TASK DETAILS:
Could you replace "one point per instance" with "a single point for each instance" in the lines of the listing that begin at the line containing "the black pen" and run through the end of the listing, leaving everything else unchanged?

Object location annotation data
= = = =

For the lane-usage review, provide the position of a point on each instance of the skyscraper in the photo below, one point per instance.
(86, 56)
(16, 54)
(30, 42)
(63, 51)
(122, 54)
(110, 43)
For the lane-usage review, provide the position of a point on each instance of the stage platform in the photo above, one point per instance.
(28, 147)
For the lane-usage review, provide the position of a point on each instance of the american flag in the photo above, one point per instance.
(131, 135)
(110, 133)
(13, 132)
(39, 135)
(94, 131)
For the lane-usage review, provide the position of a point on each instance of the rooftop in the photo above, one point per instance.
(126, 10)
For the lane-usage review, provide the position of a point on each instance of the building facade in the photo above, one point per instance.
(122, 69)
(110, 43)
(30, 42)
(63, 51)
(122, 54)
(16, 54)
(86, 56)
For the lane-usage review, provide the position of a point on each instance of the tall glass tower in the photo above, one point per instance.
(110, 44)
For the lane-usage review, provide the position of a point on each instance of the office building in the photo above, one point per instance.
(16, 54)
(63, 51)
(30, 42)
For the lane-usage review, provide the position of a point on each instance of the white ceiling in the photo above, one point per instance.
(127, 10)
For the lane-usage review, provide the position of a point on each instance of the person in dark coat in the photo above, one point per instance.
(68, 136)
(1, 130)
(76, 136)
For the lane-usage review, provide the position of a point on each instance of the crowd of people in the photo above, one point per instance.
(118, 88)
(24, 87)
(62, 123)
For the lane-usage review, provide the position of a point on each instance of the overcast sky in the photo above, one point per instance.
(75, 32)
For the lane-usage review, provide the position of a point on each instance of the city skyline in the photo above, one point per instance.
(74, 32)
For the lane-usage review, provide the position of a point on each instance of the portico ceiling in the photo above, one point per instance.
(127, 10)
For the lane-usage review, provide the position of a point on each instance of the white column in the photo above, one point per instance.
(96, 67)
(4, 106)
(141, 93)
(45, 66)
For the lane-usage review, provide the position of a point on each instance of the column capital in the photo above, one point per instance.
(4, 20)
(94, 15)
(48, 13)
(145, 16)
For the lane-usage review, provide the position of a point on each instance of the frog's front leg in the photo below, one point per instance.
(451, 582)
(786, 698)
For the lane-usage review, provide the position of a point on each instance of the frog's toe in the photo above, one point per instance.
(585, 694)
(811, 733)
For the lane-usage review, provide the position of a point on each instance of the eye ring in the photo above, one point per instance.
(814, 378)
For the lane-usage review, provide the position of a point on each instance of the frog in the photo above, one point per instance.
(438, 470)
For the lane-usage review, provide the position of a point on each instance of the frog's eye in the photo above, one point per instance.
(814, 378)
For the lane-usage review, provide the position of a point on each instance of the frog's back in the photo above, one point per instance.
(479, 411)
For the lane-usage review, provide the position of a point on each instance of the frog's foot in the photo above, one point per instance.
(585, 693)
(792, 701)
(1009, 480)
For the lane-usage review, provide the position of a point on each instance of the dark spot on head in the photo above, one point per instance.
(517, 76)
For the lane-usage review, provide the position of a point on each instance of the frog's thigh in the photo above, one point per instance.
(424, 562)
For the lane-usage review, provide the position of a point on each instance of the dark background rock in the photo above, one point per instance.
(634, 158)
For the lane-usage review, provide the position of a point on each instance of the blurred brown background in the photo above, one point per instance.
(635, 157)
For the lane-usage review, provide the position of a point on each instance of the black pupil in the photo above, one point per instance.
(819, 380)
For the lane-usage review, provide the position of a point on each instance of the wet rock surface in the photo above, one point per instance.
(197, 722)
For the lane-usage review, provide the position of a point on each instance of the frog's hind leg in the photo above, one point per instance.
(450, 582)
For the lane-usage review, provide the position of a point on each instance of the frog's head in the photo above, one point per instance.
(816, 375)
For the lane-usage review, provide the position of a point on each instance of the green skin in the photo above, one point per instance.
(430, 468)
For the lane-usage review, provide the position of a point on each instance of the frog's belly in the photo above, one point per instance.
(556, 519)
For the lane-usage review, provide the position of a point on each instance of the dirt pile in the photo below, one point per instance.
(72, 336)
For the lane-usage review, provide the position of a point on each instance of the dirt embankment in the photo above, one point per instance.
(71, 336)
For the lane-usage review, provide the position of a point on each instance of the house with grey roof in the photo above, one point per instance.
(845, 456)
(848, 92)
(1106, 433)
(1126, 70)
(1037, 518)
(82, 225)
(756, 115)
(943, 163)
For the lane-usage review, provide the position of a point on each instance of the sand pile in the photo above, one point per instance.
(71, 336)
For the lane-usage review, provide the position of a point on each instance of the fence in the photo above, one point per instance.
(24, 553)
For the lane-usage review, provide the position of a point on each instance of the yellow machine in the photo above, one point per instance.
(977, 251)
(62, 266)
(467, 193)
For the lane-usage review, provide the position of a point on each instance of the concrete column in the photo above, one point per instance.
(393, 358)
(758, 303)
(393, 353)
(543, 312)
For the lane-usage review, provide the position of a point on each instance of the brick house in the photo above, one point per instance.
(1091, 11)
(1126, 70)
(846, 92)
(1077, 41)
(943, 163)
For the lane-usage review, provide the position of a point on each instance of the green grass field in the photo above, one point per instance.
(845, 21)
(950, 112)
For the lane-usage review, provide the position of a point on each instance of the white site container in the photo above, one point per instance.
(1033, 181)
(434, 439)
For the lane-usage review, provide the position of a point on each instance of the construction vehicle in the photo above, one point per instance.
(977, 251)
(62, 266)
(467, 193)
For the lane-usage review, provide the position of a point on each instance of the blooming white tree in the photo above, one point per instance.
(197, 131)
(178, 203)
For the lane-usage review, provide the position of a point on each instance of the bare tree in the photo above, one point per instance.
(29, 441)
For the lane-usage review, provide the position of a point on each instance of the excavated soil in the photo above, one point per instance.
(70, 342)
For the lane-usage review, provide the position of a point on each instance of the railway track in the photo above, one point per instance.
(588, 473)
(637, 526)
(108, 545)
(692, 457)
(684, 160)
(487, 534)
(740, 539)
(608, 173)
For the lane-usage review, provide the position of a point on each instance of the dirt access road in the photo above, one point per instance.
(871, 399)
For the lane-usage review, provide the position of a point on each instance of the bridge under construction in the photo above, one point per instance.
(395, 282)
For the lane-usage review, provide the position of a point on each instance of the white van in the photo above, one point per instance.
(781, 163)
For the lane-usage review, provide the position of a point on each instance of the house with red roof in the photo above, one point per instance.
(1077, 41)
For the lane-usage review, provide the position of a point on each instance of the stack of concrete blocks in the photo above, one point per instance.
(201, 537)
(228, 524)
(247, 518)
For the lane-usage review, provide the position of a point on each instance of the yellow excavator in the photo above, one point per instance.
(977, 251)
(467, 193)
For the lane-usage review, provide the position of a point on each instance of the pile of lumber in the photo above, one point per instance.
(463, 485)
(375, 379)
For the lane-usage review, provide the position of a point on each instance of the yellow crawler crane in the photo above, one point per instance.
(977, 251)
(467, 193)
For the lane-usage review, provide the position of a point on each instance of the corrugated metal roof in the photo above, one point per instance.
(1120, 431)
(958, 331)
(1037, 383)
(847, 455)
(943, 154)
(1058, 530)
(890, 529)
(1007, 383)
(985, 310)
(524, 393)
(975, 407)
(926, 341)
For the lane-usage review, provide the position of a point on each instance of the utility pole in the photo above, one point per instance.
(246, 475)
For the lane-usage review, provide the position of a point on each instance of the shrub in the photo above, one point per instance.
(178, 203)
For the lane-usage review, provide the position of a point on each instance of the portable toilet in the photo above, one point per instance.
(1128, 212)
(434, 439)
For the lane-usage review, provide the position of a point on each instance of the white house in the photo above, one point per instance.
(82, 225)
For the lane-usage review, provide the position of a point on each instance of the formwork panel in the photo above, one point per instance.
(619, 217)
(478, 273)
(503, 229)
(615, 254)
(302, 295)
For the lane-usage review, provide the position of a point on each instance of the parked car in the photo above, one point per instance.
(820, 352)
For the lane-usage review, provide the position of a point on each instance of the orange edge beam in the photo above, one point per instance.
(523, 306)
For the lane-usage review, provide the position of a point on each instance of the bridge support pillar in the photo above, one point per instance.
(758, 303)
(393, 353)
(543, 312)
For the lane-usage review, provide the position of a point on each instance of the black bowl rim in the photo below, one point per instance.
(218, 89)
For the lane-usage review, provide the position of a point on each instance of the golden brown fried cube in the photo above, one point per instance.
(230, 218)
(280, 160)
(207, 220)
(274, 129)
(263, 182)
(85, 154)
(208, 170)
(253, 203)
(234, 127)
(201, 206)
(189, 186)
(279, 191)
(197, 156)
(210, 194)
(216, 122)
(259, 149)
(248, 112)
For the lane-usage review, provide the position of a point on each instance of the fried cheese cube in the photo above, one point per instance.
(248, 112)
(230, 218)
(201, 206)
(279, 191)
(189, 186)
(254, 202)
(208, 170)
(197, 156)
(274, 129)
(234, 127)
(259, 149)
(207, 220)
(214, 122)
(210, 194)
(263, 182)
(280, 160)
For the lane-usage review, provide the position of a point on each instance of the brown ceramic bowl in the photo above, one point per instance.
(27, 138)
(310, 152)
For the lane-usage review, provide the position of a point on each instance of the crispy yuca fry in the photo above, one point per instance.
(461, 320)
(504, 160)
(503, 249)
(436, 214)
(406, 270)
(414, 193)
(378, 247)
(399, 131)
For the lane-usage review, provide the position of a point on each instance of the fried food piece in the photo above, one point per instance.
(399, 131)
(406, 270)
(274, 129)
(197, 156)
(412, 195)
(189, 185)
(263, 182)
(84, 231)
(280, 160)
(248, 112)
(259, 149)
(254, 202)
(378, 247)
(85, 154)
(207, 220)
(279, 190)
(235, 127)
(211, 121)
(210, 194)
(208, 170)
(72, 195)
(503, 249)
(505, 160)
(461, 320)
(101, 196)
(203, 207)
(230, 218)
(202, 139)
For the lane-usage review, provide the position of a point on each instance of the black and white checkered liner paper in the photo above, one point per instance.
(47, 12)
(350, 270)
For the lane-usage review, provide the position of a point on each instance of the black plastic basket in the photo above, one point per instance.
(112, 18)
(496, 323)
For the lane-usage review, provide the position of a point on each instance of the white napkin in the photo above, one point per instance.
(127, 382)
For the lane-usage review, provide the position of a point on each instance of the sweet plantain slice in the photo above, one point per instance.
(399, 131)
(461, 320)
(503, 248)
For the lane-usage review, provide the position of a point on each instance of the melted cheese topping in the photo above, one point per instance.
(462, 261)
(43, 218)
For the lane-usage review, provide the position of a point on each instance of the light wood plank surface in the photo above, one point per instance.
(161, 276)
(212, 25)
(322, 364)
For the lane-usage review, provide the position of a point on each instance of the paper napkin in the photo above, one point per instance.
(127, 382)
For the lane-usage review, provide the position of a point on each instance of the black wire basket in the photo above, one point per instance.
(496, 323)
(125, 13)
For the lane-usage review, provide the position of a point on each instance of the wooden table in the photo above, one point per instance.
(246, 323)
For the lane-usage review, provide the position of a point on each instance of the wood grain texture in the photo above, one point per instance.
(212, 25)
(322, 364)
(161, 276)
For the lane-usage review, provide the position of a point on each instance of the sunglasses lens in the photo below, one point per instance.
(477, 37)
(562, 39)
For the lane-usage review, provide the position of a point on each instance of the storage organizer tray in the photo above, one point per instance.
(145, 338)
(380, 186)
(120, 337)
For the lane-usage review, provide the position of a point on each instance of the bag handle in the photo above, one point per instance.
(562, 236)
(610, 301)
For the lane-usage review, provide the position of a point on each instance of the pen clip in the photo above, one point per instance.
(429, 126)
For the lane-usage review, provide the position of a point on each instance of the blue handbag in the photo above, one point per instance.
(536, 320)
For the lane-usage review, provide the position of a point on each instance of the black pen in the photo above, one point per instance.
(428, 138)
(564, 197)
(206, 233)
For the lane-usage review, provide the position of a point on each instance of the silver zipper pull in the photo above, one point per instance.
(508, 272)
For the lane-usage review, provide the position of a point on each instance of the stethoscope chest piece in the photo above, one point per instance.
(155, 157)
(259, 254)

= = = =

SOLVED PROBLEM:
For the lane-usage review, provide the position of a point on each instance of the black pen in the photo above, a single point for each instance.
(428, 138)
(564, 197)
(206, 233)
For the lane-usage review, provide the position of a point on each instance of the silver zipper pull in the photo above, a single point for each instance.
(508, 272)
For the lane-usage review, provide the position of a point on each instance of the stethoscope chest piece in the photo above, a single point for each instance.
(155, 157)
(259, 254)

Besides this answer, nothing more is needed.